Job: Collect every line in the records that contains the word "surface" and copy each of those lines in full.

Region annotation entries
►

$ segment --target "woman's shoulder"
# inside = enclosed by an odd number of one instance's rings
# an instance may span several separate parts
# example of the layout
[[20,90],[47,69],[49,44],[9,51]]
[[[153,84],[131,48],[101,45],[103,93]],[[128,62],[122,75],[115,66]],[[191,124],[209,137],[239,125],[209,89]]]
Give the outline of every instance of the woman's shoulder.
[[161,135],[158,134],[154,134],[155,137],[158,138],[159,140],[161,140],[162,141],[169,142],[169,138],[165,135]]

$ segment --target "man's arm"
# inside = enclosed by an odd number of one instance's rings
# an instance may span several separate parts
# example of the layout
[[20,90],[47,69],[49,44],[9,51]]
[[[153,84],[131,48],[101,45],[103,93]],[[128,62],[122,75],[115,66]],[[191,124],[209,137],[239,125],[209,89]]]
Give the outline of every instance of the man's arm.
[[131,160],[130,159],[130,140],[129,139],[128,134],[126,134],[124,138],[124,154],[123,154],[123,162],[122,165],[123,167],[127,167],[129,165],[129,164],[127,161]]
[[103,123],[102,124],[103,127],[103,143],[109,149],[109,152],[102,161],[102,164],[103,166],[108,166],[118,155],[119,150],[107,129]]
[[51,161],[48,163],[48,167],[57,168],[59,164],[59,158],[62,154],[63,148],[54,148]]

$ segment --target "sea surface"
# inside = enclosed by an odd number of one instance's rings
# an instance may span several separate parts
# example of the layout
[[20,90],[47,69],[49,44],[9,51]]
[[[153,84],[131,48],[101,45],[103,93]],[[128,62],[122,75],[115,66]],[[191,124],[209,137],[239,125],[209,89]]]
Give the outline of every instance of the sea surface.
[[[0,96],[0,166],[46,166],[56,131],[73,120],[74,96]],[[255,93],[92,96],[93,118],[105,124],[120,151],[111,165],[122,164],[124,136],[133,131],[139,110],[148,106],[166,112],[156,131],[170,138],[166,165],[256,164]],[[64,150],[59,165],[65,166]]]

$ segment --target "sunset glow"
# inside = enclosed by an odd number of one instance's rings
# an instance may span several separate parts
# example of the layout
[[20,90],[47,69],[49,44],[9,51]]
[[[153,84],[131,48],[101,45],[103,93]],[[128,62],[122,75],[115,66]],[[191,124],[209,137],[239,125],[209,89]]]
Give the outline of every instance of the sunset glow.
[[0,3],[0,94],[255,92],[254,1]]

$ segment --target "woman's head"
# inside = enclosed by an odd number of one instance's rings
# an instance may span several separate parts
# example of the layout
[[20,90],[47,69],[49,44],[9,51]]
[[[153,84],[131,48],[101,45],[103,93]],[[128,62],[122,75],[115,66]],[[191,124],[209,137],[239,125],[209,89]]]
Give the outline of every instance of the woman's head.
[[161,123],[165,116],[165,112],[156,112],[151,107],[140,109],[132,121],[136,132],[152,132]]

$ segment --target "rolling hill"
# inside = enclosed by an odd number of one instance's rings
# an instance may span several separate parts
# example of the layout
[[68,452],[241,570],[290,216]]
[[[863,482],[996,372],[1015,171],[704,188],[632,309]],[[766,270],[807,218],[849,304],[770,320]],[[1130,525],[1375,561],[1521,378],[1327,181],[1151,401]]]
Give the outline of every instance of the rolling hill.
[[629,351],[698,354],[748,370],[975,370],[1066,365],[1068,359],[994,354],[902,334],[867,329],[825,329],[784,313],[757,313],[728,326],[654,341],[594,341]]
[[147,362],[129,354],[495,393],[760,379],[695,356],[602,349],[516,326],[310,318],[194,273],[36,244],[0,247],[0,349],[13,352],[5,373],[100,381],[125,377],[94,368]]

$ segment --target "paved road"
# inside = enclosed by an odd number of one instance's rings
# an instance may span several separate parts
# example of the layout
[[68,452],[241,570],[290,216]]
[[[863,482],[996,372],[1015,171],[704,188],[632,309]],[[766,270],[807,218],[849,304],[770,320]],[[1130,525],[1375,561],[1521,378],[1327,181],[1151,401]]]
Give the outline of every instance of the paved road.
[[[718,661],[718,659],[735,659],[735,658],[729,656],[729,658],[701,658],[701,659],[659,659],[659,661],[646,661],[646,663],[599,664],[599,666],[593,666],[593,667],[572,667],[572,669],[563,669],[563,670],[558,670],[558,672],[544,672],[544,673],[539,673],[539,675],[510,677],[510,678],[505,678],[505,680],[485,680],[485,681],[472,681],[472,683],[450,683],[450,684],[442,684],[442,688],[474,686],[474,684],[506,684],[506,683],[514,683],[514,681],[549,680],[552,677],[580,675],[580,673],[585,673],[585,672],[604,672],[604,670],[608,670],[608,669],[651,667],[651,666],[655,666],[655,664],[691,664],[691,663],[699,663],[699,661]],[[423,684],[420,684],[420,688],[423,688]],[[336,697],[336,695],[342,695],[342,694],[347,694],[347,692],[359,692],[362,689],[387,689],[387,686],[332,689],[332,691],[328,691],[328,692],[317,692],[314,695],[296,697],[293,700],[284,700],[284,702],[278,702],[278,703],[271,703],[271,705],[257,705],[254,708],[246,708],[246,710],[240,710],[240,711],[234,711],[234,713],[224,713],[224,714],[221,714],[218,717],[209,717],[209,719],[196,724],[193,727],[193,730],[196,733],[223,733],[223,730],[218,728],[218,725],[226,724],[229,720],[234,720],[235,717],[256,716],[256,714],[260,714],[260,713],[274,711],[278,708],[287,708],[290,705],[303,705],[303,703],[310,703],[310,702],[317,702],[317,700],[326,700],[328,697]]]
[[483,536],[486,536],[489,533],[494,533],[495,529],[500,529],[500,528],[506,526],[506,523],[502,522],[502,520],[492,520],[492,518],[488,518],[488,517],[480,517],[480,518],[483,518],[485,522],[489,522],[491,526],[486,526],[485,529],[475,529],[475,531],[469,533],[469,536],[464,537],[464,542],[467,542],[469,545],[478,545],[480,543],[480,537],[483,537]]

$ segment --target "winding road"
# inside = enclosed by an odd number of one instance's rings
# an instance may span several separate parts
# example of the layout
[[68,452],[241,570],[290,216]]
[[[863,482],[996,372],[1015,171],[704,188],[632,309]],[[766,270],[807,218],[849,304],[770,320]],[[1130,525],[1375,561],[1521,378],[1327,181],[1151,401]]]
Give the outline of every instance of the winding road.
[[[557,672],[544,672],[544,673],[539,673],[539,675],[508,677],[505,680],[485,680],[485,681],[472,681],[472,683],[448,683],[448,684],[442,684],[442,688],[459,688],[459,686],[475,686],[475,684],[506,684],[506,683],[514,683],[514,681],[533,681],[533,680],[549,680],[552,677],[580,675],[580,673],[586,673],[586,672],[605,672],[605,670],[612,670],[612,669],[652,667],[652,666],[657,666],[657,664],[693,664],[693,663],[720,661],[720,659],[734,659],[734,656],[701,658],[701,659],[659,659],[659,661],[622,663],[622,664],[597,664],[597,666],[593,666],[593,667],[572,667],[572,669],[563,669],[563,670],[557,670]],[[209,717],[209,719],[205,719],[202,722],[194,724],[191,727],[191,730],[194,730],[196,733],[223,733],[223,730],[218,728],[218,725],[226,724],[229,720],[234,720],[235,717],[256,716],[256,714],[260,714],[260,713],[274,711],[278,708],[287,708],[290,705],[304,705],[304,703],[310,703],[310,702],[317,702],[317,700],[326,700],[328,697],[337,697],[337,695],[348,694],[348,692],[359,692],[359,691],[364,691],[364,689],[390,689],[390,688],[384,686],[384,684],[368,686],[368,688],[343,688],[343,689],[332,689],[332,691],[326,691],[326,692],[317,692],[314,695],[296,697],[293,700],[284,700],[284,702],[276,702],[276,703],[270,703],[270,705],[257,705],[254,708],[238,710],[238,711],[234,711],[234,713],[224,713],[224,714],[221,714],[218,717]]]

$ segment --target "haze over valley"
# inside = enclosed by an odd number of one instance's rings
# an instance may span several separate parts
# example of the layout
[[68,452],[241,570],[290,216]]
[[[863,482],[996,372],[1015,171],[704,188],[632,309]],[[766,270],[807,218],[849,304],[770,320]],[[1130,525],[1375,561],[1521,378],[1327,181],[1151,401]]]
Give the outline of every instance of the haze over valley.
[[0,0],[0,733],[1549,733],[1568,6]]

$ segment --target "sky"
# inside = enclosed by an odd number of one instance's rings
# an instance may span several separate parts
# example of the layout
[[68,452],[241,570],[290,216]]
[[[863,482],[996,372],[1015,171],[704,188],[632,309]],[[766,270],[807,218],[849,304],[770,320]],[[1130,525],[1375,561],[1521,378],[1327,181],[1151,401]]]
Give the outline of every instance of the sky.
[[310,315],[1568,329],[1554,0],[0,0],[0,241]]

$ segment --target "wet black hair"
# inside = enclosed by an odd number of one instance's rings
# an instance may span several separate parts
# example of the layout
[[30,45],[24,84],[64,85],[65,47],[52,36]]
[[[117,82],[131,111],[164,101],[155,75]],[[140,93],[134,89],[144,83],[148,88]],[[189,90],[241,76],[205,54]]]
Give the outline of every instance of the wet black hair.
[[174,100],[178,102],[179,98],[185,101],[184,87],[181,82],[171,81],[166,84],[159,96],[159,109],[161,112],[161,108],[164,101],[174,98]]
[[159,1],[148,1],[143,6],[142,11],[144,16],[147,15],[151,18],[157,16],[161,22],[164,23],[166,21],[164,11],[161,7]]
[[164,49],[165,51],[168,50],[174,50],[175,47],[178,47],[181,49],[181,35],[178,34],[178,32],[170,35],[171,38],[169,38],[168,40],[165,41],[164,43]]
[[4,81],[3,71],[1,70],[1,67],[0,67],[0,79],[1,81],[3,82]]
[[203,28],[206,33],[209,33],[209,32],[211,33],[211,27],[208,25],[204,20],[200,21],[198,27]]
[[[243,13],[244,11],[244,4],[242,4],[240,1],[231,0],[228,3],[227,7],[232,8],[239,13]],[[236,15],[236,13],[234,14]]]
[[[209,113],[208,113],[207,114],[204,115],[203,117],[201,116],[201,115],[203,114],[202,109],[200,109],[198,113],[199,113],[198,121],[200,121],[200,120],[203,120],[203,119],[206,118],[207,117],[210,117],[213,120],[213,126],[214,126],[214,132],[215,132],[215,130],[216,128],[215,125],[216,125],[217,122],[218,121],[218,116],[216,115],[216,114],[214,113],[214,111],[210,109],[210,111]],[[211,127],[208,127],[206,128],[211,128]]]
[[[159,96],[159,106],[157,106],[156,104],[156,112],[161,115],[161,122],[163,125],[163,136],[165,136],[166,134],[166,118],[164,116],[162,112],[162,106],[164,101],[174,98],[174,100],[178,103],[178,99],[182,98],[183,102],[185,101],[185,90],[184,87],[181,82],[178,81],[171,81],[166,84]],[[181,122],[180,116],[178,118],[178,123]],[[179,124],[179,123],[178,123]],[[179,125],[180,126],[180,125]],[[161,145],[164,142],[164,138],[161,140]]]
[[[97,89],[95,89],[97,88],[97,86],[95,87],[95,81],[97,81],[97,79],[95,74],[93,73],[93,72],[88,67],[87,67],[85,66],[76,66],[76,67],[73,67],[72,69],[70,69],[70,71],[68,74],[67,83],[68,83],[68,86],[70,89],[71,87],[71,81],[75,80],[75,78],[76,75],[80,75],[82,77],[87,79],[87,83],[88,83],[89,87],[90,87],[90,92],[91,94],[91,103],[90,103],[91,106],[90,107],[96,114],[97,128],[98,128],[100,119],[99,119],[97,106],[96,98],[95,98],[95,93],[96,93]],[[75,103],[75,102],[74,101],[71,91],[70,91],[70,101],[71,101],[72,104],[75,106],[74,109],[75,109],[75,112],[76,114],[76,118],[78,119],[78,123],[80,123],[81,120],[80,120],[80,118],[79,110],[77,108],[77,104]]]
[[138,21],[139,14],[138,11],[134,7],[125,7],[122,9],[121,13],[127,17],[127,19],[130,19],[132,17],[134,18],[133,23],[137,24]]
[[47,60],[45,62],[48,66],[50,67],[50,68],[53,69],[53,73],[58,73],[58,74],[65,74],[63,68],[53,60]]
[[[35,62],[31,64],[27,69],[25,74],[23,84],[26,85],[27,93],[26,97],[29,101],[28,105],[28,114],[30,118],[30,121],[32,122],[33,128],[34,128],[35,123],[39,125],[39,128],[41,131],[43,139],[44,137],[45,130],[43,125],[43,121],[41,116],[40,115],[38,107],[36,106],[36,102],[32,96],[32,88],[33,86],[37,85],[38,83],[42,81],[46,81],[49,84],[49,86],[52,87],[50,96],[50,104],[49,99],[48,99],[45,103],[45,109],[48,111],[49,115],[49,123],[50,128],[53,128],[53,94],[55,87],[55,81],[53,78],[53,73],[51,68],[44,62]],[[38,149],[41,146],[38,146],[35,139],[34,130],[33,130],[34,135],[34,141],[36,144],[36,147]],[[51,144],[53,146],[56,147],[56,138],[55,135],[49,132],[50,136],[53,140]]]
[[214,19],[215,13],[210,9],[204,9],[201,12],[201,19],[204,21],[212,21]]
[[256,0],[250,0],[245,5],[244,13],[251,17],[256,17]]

◄

Reply:
$ segment --target "sea surface"
Give the outline of every instance of the sea surface.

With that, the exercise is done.